(Exercise objective)
Convert only the stretch of records below, from the line containing "of the hazy" through the line containing "<point>897,130</point>", into a two-column CSV headed request and answer. Give one row per request, and put each request and its answer in a single quoted field with line breaks replaced by spaces.

(Entries shown)

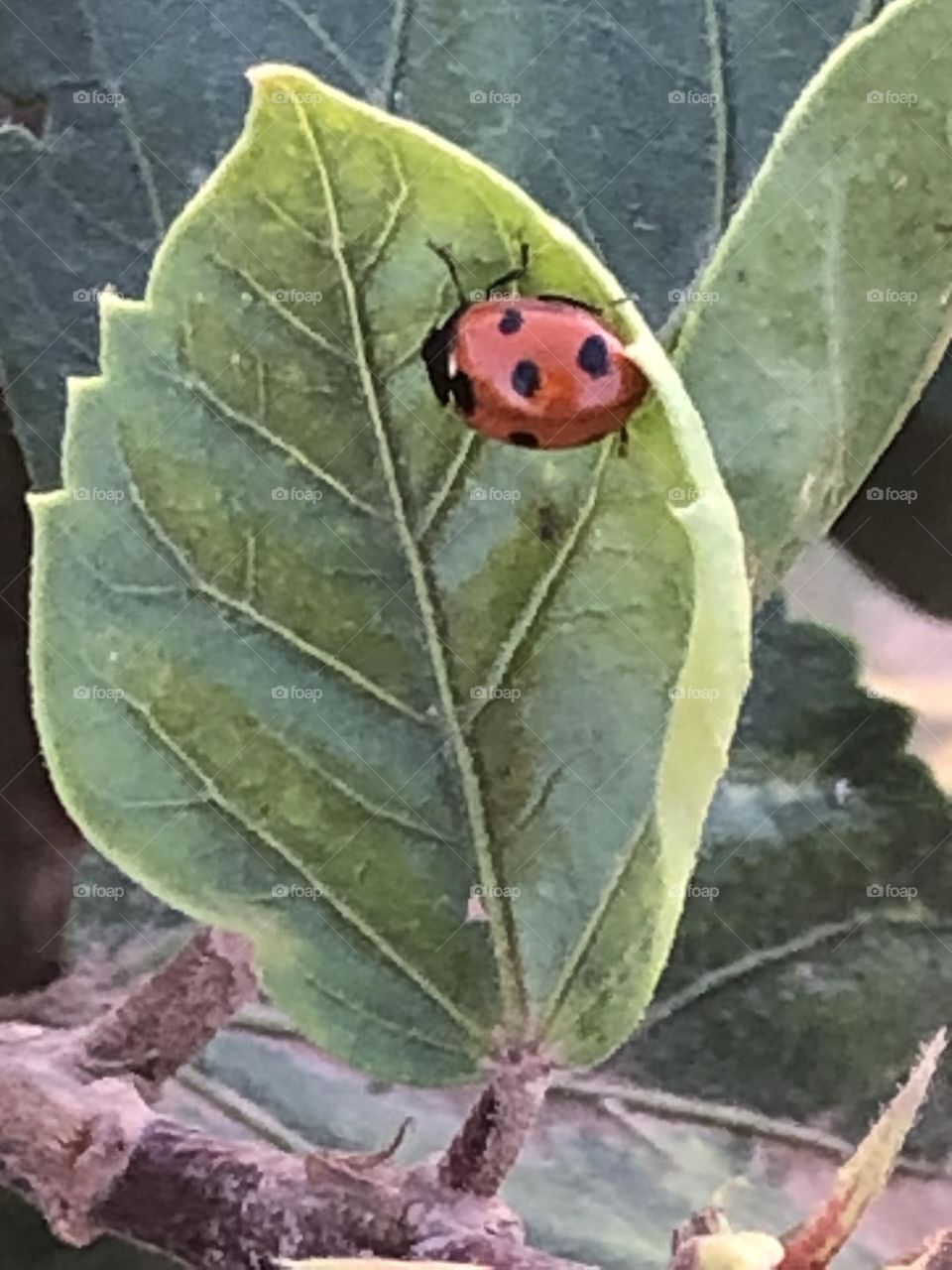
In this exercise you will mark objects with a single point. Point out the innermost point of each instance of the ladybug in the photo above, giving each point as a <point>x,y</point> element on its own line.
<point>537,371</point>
--
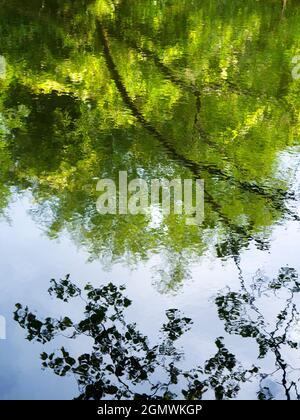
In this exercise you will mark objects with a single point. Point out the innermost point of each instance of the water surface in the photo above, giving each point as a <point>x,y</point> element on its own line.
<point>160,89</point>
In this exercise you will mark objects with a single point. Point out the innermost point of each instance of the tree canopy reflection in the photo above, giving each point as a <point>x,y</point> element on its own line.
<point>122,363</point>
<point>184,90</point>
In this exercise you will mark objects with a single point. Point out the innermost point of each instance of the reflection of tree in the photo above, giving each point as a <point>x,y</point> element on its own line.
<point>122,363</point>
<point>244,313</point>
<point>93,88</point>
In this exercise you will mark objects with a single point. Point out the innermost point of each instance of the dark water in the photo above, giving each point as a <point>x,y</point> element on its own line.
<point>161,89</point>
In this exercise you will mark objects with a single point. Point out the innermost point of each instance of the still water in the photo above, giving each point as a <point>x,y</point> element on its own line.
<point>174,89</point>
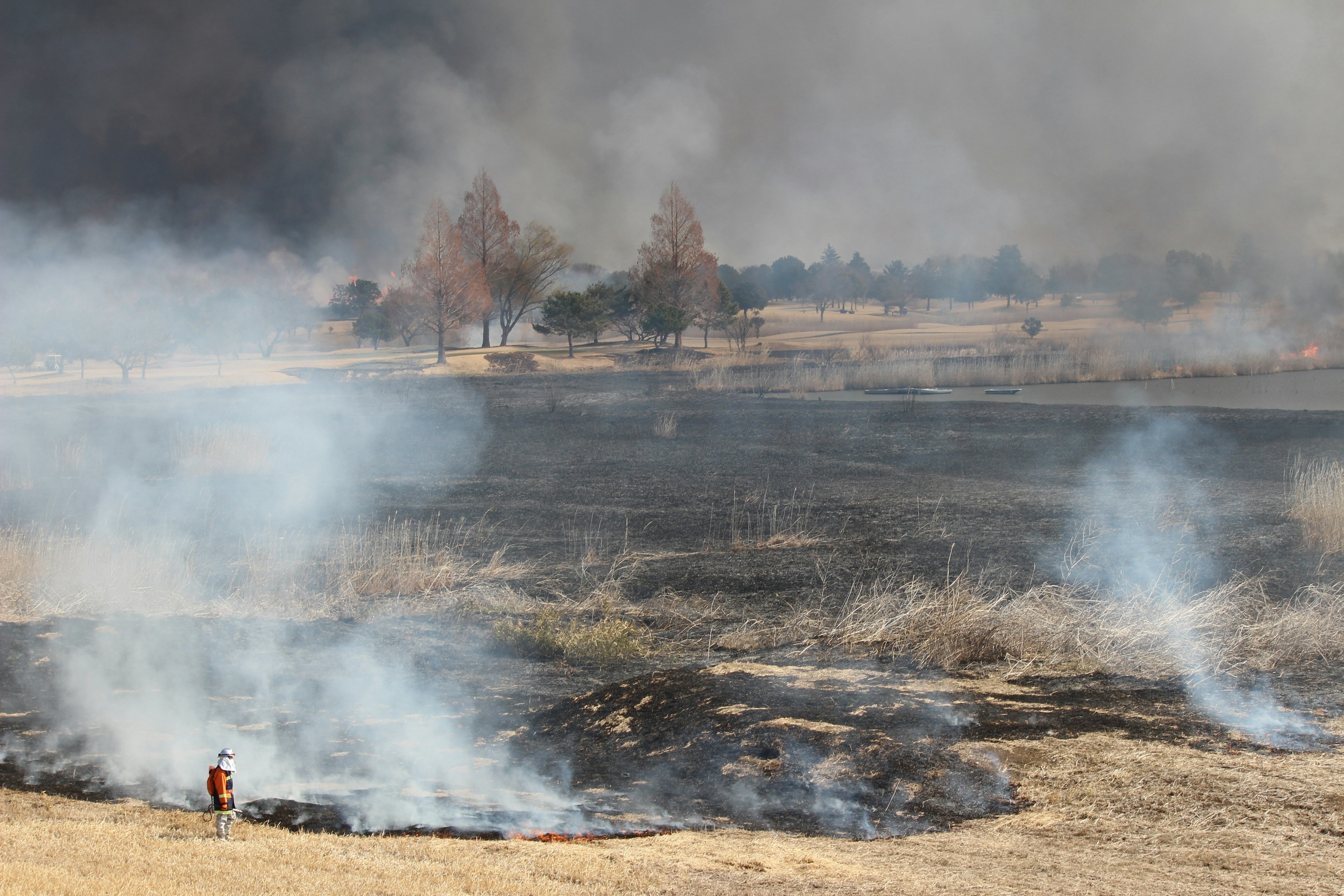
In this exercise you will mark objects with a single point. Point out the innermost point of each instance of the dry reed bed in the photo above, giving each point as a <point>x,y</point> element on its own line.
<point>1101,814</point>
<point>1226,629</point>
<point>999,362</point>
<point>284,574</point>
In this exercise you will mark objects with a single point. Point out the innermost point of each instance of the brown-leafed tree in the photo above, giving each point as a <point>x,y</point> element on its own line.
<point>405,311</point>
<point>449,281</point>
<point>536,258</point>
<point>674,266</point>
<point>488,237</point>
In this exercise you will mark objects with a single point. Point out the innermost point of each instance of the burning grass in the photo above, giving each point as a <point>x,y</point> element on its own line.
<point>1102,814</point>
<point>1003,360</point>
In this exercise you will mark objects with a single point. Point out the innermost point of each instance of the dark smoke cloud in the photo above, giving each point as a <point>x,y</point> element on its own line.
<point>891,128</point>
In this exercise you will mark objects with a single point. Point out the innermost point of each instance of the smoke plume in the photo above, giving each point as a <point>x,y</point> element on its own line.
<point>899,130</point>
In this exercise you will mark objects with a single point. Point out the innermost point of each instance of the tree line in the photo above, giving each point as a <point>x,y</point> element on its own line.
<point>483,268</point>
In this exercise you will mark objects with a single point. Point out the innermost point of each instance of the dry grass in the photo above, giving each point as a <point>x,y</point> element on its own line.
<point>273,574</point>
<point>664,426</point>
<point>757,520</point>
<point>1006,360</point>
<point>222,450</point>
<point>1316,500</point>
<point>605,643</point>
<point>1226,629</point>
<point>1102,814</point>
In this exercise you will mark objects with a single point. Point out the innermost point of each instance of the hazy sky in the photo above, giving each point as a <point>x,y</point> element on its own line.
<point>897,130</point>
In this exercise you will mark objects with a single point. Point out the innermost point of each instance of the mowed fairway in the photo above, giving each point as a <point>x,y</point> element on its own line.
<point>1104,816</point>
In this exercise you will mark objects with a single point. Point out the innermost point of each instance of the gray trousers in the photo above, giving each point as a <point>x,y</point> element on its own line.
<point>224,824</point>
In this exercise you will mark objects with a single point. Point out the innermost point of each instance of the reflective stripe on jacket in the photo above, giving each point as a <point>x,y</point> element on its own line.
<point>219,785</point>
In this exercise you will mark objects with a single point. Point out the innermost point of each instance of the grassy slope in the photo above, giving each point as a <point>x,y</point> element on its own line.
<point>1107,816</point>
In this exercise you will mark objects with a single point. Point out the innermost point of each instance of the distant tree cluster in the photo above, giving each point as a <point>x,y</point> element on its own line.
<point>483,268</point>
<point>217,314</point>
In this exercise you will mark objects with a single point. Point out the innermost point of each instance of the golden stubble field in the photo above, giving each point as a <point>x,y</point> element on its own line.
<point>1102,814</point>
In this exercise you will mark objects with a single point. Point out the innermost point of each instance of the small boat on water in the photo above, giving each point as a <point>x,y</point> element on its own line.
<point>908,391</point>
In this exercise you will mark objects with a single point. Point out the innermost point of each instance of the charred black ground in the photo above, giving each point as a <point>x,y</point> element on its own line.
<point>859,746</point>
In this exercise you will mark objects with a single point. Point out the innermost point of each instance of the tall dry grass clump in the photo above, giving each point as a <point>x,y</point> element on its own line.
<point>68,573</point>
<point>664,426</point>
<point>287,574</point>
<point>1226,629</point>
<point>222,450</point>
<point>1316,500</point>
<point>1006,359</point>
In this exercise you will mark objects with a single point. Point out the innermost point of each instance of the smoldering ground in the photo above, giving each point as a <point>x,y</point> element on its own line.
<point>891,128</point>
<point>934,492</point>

(Result below)
request,answer
"In this exercise you will mark objects with a single point. Point out the innermost point of each instance of the hazy sky in the photo above, giving each point as a <point>x,y</point> element on its own line.","<point>897,130</point>"